TEXT UNDER STUDY:

BMC Pediatrics volume 25, Article number: 327 (2025) Cite this article

Abstract

Objectives

Biliary atresia (BA) is a severe obstructive cholangiopathy of early infancy that progresses to end-stage liver disease without any intervention. The aim of this study was to investigate the impact of drainage obstruction of bile on metabolism-related hepatokines and identify clinical biomarkers of BA.

Methods

A total of 38 patients with BA and 12 age-matched controls were recruited. Blood samples were obtained for measuring liver function and hepatokine levels. Linear correlations between these changes in hepatokines and bilirubin/bile acid were subsequently examined to explore the hepatokines that may reflect the illness severity. Afterwards, ROC curve analysis was conducted to assess the diagnostic value of the hepatokines. Finally, prognostic analysis of the hepatokines was performed based on early cholangitis, the clearance of jaundice, native liver survival and liver transplantation.

ACTIVITIES:
**a.** Using the biliary atresia abstract, answer these questions:
(i) How many patients with BA were recruited, and how many controls?
(ii) Which analysis assessed the diagnostic value of the hepatokines?
(iii) Without any intervention, what does BA progress to?
**b.** Decide whether each statement agrees with the biliary atresia abstract, and quote the words that settle it:
(i) The controls were matched to the patients by age.
(ii) Hepatokine levels were measured in tissue biopsies.
(iii) The prognostic analysis took liver transplantation into account.
**c.** Extend the biliary atresia abstract beyond its Methods section.

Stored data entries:
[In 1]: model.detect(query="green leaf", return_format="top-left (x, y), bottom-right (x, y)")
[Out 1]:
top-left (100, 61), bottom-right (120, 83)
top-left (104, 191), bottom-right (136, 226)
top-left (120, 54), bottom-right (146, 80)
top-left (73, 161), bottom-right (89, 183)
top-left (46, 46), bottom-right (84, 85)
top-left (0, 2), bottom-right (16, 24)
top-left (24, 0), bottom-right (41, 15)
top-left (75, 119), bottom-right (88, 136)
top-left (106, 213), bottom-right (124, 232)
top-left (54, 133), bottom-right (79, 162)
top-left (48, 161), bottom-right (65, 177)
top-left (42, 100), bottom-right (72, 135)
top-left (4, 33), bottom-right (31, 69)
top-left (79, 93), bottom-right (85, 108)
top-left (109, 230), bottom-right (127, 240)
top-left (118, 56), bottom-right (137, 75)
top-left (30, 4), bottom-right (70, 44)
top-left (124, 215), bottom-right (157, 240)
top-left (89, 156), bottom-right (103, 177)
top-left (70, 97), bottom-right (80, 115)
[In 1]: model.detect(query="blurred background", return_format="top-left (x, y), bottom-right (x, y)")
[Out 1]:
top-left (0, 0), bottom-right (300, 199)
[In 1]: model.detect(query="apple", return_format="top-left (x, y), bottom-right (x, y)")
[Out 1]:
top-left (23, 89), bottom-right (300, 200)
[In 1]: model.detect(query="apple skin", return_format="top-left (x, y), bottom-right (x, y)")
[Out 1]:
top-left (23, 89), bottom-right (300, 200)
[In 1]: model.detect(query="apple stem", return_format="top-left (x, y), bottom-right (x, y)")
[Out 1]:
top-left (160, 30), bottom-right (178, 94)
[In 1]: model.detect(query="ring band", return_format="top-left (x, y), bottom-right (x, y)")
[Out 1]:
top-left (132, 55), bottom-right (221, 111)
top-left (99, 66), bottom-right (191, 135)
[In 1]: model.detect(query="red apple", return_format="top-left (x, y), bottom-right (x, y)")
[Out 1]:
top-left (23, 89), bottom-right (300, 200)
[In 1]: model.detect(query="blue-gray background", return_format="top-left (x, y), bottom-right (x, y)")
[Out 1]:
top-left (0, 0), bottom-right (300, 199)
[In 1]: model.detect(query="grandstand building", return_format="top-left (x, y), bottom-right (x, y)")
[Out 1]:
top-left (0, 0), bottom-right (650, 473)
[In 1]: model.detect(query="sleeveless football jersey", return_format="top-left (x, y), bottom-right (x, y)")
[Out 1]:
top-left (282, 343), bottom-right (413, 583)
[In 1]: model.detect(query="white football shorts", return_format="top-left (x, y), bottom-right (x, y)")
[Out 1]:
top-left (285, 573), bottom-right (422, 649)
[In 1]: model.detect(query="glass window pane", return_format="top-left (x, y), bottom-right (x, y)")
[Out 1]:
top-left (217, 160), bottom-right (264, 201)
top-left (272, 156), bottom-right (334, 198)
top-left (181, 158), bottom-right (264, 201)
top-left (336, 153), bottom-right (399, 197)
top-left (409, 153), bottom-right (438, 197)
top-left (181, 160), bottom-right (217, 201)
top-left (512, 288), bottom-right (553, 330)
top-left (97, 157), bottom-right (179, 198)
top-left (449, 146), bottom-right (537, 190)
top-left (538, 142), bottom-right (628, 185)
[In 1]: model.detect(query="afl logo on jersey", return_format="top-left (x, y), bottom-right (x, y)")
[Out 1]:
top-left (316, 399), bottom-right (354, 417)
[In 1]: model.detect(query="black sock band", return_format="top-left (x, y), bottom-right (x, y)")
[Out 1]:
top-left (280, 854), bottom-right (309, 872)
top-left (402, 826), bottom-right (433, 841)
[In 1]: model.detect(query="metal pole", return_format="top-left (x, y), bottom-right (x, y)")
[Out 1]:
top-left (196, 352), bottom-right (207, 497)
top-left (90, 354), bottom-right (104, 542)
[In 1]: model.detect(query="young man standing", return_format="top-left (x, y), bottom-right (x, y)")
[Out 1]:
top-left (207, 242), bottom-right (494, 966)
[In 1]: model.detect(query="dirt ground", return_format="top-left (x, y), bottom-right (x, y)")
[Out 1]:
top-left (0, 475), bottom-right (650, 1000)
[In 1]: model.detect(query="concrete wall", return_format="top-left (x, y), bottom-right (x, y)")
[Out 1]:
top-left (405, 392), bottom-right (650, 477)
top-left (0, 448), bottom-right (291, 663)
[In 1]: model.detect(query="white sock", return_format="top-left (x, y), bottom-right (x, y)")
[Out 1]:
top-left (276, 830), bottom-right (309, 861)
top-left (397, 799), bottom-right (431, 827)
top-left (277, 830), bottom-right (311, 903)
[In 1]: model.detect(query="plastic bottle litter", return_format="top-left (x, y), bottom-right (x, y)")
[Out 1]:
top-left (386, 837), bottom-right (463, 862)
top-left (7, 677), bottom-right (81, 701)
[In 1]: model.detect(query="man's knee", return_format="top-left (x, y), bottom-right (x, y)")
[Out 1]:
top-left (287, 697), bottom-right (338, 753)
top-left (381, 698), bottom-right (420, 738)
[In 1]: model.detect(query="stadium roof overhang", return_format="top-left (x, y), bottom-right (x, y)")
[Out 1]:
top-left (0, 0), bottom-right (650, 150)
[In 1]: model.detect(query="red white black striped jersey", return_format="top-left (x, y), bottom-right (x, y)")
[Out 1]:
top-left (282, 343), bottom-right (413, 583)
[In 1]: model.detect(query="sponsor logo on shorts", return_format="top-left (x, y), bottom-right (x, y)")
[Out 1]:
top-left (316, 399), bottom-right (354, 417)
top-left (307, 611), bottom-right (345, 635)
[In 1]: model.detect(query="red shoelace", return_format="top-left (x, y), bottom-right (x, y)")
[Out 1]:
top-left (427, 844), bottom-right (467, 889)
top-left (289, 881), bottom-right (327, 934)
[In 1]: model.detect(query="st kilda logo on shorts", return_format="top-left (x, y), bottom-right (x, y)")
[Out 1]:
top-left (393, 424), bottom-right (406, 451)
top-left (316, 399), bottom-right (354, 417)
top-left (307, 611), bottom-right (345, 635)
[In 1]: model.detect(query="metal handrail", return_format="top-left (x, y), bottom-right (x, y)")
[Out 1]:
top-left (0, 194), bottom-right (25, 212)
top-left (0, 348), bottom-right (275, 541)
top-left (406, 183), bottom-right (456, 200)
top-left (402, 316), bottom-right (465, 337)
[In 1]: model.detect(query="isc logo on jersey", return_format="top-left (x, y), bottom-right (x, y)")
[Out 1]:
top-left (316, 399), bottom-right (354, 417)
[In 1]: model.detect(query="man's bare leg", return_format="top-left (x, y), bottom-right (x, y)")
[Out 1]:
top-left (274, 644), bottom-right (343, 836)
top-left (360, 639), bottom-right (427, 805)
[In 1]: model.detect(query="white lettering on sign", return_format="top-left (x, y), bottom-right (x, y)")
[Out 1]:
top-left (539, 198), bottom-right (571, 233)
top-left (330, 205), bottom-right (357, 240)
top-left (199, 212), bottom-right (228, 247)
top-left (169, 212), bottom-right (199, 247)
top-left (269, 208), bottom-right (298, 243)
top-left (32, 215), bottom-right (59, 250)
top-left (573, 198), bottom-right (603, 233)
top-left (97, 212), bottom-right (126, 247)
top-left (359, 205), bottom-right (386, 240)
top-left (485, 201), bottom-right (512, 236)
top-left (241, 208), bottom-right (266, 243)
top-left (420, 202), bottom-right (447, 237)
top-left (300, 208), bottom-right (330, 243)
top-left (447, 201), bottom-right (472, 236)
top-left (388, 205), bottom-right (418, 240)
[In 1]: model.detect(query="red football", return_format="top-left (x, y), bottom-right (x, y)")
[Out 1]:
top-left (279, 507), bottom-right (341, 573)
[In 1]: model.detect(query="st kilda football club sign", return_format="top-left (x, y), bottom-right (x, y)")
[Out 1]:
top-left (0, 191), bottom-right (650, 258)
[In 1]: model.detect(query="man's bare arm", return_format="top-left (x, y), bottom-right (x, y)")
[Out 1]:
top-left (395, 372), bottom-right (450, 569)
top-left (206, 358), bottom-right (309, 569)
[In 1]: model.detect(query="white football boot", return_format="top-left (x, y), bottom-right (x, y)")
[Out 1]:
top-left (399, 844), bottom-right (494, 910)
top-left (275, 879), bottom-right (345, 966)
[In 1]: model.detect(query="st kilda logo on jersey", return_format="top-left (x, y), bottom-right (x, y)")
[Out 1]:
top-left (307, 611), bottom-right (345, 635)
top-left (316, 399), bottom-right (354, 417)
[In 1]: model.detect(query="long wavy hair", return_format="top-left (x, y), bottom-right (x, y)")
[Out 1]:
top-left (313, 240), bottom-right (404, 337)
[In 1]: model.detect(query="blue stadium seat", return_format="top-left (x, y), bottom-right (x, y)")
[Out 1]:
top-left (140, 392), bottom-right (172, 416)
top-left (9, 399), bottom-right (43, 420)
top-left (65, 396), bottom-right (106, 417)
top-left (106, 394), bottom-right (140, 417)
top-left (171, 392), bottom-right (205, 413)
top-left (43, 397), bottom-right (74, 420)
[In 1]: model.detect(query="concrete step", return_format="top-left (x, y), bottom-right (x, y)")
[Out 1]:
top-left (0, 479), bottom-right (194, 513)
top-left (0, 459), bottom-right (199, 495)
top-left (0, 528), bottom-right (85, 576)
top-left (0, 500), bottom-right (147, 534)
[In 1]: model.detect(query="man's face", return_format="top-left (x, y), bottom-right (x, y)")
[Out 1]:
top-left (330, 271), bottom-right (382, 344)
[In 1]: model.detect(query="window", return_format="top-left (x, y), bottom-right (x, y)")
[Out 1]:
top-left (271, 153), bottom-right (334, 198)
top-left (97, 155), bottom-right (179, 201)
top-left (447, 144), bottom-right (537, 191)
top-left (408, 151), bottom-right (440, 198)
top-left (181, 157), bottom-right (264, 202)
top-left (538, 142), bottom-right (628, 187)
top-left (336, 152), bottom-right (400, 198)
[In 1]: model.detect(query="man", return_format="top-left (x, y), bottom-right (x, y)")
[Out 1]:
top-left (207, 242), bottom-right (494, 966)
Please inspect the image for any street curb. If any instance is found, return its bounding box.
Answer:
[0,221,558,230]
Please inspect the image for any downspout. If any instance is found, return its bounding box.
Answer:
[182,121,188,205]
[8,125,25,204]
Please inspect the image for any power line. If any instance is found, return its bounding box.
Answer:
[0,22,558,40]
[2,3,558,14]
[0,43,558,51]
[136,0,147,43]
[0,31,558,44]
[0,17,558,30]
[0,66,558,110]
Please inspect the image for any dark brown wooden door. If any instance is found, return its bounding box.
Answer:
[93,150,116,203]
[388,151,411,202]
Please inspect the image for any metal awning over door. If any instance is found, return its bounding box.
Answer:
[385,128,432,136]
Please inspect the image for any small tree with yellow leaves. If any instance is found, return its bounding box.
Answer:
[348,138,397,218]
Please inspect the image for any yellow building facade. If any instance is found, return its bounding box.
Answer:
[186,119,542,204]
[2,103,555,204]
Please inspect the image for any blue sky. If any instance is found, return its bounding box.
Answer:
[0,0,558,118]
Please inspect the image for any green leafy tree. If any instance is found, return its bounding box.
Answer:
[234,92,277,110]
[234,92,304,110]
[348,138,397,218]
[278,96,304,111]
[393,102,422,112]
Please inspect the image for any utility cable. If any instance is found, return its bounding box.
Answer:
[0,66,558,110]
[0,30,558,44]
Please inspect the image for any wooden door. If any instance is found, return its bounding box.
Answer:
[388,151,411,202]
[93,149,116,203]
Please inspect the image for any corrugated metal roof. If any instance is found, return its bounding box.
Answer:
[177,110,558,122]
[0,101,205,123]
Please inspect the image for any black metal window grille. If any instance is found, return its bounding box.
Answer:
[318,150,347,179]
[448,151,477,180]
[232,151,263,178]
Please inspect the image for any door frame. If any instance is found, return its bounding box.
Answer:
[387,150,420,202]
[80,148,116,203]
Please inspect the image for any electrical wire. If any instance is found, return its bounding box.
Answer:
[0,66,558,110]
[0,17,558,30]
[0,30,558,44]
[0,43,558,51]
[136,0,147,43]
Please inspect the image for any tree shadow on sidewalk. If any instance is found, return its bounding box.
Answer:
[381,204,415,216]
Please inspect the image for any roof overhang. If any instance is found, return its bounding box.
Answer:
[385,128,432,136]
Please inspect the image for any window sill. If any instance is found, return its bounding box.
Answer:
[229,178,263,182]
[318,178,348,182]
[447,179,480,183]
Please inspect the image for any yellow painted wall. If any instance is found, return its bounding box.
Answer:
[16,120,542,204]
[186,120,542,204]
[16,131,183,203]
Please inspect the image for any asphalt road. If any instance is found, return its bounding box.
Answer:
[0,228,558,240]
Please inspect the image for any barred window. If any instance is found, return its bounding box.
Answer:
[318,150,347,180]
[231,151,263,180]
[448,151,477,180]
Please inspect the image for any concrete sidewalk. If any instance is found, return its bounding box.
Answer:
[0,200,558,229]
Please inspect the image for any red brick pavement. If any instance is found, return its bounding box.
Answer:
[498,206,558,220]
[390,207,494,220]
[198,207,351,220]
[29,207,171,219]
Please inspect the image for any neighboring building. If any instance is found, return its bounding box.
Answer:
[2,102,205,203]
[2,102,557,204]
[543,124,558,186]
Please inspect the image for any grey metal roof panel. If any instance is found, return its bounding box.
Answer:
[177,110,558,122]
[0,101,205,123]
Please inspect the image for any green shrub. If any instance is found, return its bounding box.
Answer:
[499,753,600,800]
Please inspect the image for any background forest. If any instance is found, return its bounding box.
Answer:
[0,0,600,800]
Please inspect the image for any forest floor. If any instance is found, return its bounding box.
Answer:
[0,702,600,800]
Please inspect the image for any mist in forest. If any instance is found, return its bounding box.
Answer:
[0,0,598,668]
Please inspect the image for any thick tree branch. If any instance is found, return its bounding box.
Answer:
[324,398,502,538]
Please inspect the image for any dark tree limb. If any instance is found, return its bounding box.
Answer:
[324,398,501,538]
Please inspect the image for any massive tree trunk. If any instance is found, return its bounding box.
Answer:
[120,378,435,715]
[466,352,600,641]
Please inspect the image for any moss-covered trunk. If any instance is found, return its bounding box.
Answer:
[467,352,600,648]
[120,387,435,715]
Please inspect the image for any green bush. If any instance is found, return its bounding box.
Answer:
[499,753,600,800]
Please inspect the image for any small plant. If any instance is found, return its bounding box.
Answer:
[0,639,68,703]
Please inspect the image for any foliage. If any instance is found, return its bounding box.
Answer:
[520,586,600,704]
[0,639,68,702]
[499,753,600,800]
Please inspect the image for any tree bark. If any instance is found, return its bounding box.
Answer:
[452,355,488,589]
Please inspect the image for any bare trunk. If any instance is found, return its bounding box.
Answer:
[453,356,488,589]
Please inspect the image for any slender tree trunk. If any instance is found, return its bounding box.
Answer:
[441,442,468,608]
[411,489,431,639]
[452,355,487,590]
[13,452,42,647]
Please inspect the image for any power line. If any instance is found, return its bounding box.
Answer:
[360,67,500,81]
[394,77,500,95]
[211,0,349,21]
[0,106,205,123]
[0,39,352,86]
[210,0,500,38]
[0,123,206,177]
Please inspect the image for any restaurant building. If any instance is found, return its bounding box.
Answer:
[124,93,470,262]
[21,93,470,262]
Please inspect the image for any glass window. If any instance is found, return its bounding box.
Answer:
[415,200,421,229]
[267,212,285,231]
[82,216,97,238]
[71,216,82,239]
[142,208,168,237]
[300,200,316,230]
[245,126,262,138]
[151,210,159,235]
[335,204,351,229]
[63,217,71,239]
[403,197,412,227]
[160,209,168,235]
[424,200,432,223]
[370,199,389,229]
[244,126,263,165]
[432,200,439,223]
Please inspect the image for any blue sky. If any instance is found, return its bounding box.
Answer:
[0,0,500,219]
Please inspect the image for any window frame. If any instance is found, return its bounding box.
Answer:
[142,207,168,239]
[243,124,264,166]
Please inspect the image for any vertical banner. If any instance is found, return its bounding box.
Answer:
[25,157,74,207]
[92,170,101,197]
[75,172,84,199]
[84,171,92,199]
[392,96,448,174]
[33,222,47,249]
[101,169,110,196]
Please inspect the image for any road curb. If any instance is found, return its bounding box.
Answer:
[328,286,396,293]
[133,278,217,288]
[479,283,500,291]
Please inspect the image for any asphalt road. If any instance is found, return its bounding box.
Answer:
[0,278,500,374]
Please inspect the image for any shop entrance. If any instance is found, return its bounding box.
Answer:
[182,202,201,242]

ACTIVITY ANSWERS:
**a.**
(i) 38 patients with BA and 12 age-matched controls
(ii) ROC curve analysis
(iii) End-stage liver disease

**b.**
(i) Yes: "12 age-matched controls were recruited"
(ii) No: "Blood samples were obtained for measuring liver function and hepatokine levels"
(iii) Yes: "native liver survival and liver transplantation"

**c.**
Results

The serum concentrations of TB, DB, ALT, AST, GGT, ALP and TBA in patients with BA were all increased compared with those in controls (P < 0.05). The plasma levels of ANGPTL4, HGF, FABP1, FGF21 and FGF23 were elevated in BA patients (P < 0.05), whereas the plasma ANGPTL6 level was decreased in BA patients (P < 0.05). The results of the correlation analysis revealed that ANGPTL6 was negatively linearly correlated with TB and DB and that FGF23 was positively linearly correlated with TBA. ROC curve analysis revealed that the AUC of ANGPTL6 for diagnosing BA was 0.9693, with a sensitivity of 0.8684 and a specificity of 1.0 at an optimal cut-off value of 1140.76 ng/ml. Prognostic analysis revealed that a lower plasma level of ANGPTL6 at KPE was associated with the occurrence of early cholangitis after KPE (P < 0.05).

Conclusions

Among all of the hepatokines that were measured in this study, ANGPTL6 may be a potential diagnostic biomarker of BA and may be able to predict the occurrence of early cholangitis.

Clinical trial number

: Not applicable.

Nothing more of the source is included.